Exercise brief:
An exact reproduction of the lines below, from the first through the one with "Can you find the building", is the whole answer; pictures have no place in it.

Records to use:
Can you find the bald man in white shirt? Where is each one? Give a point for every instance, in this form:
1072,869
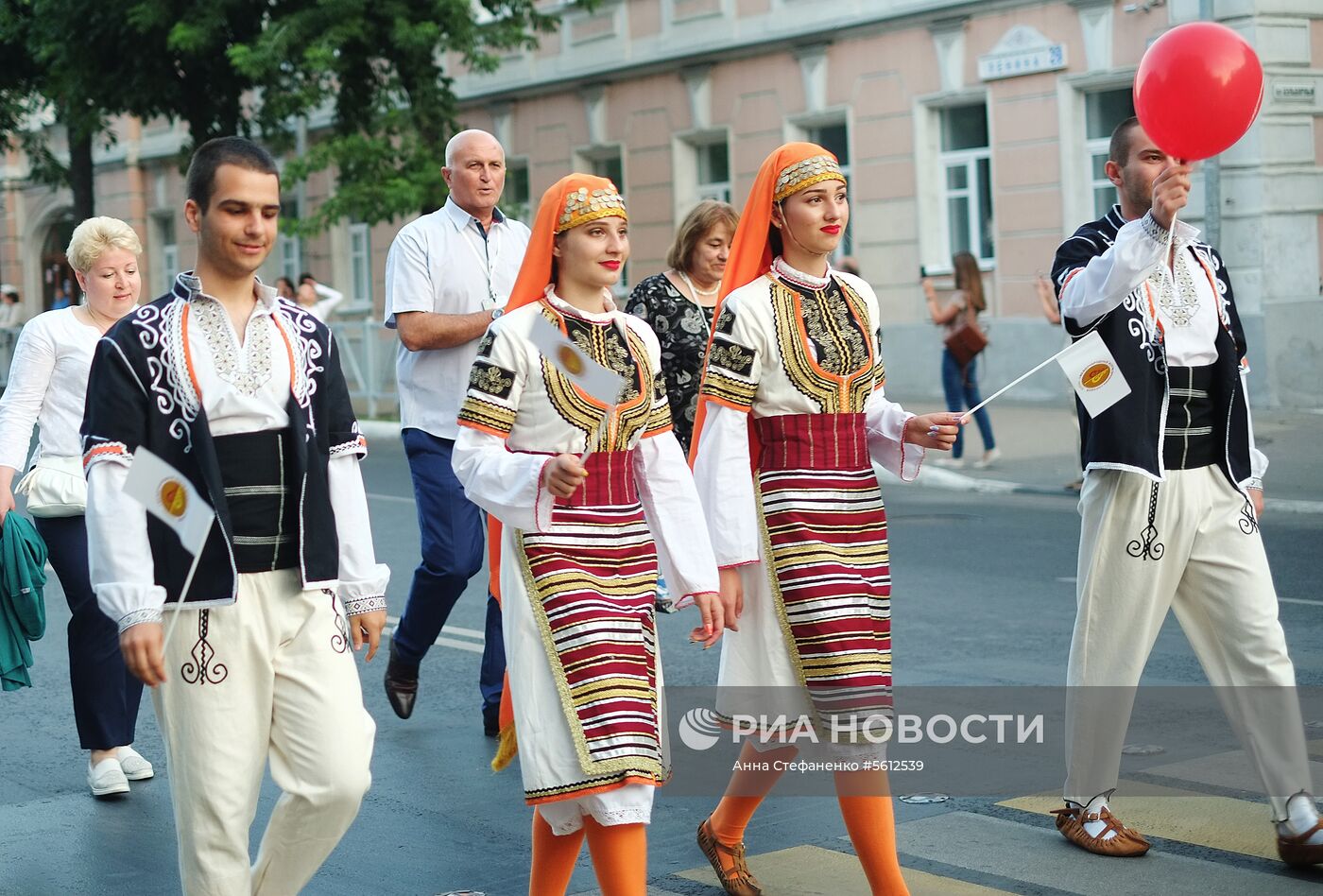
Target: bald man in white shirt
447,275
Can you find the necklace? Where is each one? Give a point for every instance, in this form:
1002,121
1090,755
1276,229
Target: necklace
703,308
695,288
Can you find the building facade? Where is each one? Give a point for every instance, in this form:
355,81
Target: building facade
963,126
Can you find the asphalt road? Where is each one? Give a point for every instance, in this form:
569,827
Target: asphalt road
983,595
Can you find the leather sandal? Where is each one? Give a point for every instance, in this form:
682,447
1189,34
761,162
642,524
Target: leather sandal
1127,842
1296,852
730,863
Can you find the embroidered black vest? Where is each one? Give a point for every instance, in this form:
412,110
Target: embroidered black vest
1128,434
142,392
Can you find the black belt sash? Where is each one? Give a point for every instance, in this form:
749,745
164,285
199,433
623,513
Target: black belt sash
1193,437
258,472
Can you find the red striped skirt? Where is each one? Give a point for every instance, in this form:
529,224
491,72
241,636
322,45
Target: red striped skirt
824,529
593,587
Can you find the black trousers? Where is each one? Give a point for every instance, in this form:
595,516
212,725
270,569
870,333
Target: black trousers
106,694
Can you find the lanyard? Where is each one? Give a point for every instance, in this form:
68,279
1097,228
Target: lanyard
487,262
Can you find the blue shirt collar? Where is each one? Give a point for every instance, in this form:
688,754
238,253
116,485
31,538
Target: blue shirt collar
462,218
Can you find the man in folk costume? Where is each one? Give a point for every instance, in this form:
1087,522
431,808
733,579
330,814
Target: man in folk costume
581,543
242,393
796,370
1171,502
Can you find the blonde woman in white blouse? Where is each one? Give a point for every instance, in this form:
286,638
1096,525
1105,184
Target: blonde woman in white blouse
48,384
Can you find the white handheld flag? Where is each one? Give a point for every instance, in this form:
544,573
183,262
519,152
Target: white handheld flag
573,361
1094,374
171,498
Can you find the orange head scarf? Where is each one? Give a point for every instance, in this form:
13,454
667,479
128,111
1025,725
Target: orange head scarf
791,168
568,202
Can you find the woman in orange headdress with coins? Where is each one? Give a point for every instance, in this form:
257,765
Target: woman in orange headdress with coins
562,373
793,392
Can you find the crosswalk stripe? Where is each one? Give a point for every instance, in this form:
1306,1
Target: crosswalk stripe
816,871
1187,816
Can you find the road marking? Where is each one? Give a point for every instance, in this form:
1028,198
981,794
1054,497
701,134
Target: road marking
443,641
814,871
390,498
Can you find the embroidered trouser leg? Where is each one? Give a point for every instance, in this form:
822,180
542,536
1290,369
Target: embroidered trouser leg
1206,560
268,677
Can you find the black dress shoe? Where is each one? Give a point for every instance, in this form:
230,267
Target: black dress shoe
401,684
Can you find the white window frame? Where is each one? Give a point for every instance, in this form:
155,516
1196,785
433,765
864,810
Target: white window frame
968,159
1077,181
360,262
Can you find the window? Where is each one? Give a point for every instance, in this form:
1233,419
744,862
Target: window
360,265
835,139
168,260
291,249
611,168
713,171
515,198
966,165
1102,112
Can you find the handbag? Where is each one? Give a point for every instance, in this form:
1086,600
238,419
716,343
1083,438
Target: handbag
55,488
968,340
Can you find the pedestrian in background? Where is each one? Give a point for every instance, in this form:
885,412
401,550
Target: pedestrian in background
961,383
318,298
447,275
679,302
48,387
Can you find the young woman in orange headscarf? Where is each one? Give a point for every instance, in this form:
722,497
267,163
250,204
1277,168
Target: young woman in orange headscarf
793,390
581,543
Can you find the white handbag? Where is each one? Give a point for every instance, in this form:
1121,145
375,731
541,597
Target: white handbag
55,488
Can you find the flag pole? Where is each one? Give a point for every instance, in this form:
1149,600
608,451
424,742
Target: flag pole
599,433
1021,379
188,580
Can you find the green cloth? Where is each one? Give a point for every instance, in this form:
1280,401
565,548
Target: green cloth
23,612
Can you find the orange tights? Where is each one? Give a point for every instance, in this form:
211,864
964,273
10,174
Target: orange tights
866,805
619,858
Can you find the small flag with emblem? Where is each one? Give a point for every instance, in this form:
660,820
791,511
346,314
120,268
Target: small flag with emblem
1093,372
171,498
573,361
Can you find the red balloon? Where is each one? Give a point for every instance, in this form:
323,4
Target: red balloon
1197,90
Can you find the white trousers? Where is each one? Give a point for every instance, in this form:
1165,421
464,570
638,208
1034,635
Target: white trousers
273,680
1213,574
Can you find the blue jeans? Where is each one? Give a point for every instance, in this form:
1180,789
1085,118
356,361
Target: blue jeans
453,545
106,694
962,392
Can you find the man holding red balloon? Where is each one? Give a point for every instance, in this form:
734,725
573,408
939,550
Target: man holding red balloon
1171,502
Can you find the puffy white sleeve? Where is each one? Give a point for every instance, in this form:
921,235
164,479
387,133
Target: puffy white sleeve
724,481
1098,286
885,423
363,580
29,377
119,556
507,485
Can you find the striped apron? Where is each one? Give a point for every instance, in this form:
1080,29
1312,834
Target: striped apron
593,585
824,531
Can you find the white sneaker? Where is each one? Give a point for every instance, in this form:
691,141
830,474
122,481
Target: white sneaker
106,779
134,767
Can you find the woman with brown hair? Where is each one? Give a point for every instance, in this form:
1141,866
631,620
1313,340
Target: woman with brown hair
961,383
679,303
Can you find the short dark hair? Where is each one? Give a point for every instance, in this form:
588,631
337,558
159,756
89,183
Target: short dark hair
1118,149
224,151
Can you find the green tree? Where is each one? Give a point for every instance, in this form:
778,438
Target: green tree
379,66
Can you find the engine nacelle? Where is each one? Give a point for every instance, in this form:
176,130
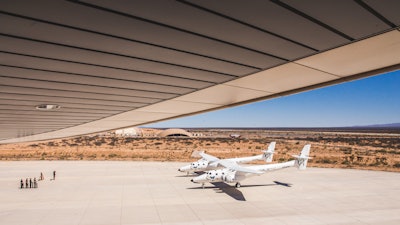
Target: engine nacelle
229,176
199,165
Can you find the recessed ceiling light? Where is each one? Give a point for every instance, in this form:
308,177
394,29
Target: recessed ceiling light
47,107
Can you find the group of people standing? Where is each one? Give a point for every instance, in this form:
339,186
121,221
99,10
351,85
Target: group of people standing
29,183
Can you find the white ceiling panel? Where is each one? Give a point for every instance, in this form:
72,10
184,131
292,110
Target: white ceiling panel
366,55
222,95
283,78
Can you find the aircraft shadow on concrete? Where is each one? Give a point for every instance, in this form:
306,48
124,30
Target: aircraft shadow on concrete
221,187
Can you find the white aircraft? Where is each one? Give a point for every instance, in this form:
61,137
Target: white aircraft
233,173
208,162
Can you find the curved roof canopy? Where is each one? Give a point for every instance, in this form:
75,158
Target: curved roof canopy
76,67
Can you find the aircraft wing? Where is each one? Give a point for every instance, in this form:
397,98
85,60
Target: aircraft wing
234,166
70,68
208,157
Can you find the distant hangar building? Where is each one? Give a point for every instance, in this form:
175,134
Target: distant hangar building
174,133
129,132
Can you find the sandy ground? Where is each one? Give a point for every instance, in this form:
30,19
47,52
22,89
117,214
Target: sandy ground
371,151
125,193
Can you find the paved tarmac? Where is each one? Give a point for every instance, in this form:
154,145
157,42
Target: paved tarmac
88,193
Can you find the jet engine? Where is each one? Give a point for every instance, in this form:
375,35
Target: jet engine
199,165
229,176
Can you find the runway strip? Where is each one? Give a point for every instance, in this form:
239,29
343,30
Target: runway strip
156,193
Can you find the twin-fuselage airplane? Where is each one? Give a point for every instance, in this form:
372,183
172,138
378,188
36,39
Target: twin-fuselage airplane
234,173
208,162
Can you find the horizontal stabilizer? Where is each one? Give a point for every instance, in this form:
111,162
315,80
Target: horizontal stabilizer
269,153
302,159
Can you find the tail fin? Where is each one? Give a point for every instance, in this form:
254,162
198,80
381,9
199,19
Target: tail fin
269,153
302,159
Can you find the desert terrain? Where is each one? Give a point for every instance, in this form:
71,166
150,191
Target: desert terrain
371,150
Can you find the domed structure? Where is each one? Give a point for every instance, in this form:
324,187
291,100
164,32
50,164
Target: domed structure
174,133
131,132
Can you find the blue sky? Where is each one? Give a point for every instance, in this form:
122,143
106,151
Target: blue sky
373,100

Exercise result:
Can you find the bald man in white shirt? Where is each one? Give a point for every instance, in this form:
1072,869
Target: bald man in white shirt
447,275
Can you find the necklace? Where is each one? Give a point for every instance, in this form:
1002,121
1090,755
1276,229
Target: necklace
703,308
695,288
Can you find the building facade? Where is each one? Give a point for every instance, in this form:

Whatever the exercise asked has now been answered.